§ TASK INSTRUCTIONS: Starting at the top of the entries below, print each line exactly until the line with "locate each brown" has been printed too.

[Collected data]
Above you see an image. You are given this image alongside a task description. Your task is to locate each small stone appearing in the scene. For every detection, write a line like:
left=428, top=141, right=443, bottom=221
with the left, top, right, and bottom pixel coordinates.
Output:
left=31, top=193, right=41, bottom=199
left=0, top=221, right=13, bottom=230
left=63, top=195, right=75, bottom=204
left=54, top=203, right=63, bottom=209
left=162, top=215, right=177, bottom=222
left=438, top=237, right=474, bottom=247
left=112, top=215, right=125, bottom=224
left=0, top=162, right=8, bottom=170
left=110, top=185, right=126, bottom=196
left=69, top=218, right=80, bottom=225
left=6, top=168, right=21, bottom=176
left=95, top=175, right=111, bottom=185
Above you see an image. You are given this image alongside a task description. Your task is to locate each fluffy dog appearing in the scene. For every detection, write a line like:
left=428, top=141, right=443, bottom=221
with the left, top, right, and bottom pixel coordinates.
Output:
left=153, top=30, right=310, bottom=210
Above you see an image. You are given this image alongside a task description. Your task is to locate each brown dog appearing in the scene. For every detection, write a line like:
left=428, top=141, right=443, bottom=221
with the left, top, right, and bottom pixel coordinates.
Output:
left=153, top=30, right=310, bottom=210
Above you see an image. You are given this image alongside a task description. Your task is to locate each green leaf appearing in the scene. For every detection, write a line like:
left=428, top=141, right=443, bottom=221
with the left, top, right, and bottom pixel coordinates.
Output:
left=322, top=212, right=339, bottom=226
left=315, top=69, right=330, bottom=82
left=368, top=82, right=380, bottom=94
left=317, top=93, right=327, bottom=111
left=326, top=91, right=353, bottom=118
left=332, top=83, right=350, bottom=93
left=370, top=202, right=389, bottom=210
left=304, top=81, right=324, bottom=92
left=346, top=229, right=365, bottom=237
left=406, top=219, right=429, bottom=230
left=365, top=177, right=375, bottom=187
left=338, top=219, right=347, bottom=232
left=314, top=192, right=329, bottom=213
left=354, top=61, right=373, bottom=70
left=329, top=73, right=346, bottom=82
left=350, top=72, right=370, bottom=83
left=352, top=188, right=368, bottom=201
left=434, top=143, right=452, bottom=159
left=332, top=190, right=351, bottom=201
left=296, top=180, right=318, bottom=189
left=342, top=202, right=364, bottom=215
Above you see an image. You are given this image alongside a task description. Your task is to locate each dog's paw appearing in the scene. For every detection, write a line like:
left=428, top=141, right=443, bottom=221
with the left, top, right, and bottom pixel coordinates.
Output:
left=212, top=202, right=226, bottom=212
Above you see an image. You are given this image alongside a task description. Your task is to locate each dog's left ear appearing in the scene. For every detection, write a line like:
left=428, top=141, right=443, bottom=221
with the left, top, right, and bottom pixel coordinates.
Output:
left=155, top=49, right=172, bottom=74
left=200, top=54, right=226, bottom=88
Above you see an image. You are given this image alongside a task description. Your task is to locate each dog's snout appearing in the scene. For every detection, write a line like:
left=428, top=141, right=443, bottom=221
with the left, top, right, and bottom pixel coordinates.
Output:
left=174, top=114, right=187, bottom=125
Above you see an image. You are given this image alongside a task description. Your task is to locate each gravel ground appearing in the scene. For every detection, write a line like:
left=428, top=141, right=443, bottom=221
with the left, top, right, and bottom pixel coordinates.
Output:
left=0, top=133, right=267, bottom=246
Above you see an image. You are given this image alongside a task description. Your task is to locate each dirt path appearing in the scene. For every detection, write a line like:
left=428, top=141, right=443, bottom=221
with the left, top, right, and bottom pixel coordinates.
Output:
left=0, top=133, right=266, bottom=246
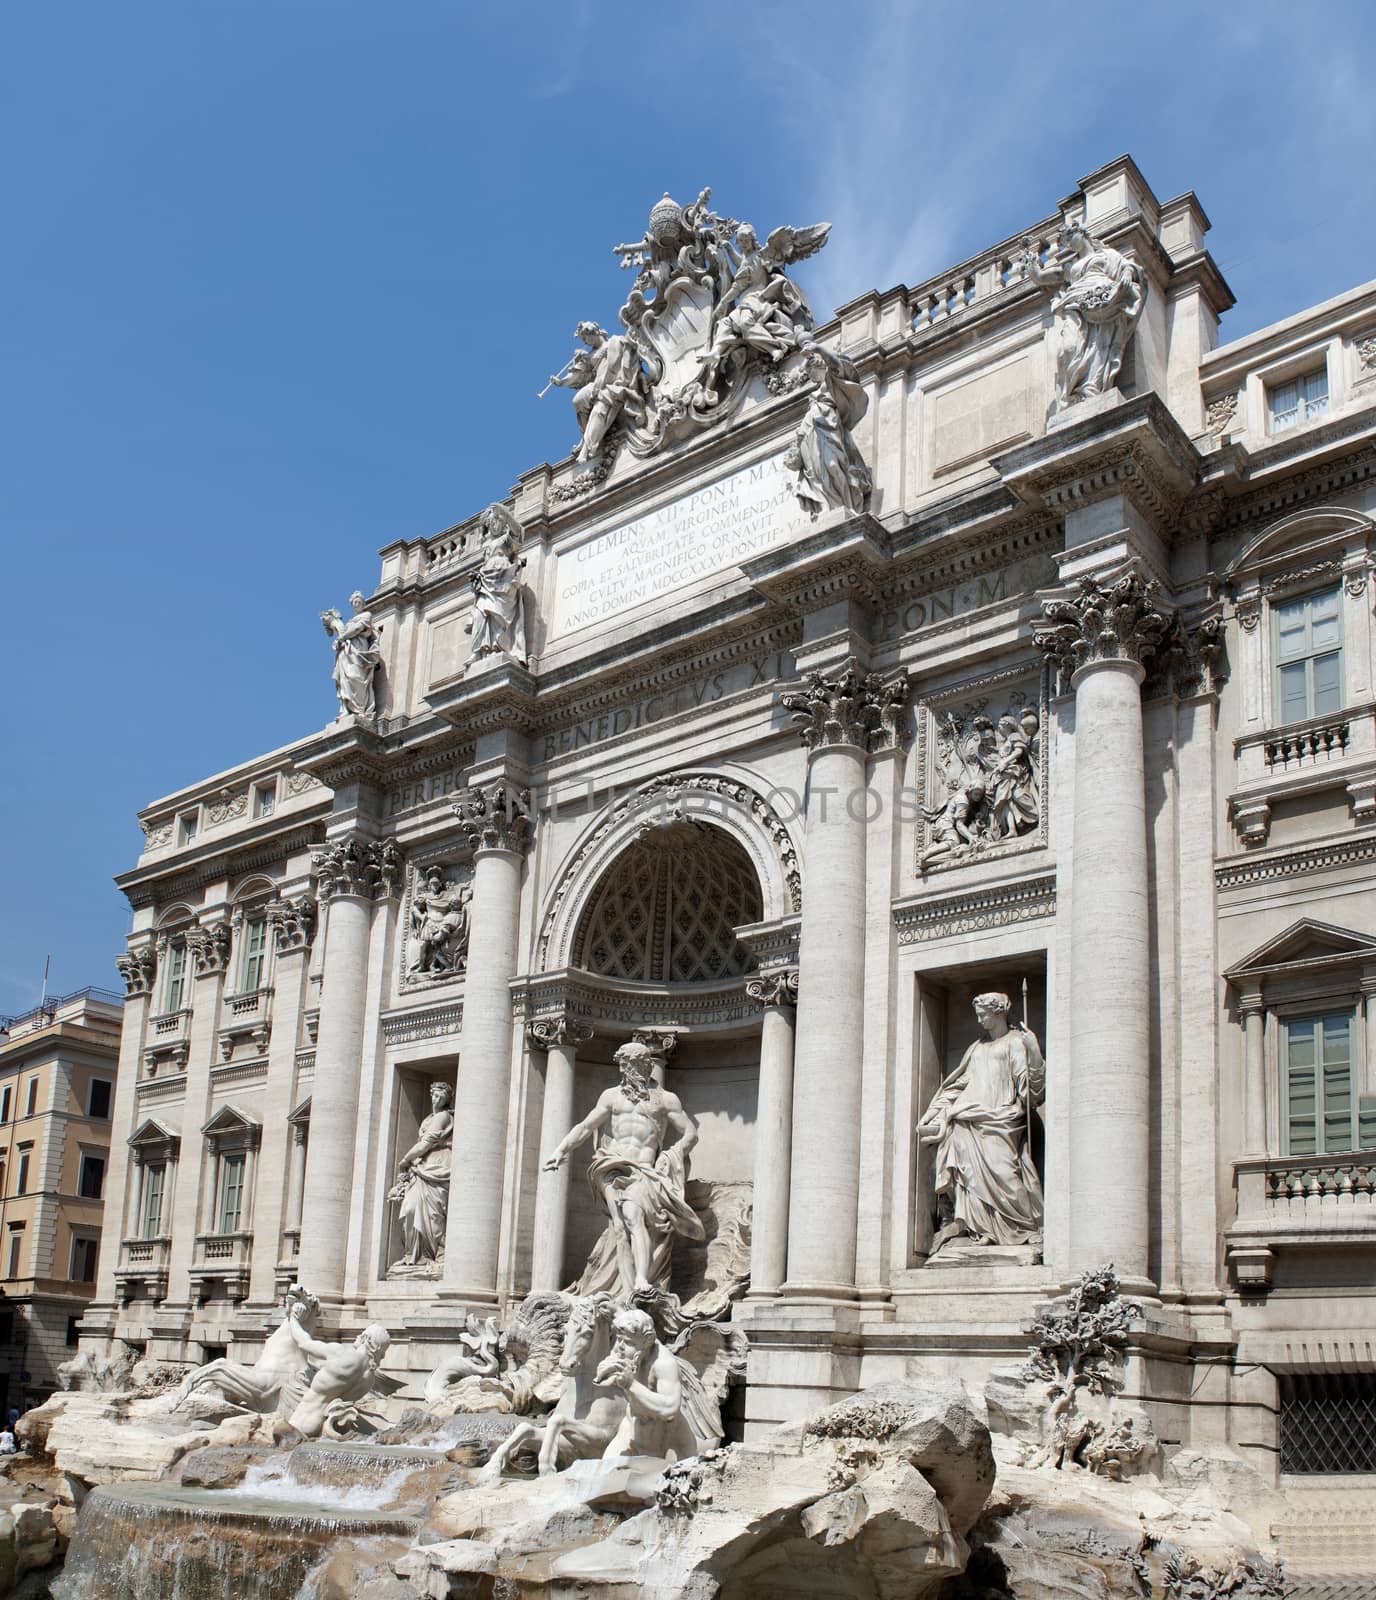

§ TASK ANSWER:
Above you see an image. You are given this image alongside a task description. Your task is to locate each small stone appearing in the scene. For every detection, write a line like:
left=428, top=141, right=443, bottom=221
with the left, top, right, and bottom pixel coordinates.
Output:
left=31, top=193, right=41, bottom=199
left=0, top=221, right=13, bottom=230
left=63, top=195, right=75, bottom=204
left=54, top=203, right=63, bottom=209
left=162, top=215, right=177, bottom=222
left=438, top=237, right=474, bottom=247
left=112, top=215, right=125, bottom=224
left=0, top=162, right=8, bottom=170
left=110, top=185, right=126, bottom=196
left=69, top=218, right=80, bottom=225
left=6, top=168, right=21, bottom=176
left=95, top=175, right=111, bottom=185
Above you see an image. You are given this image alongside a task description. Your task is to locate each fluffy dog appearing in the scene. For every detection, write a line like:
left=428, top=141, right=443, bottom=221
with the left, top, right, and bottom pixel coordinates.
Output:
left=153, top=30, right=310, bottom=210
Above you see an image. You are given this image alongside a task description. Your task is to locate each brown dog appearing in the scene. For every detection, write a line like:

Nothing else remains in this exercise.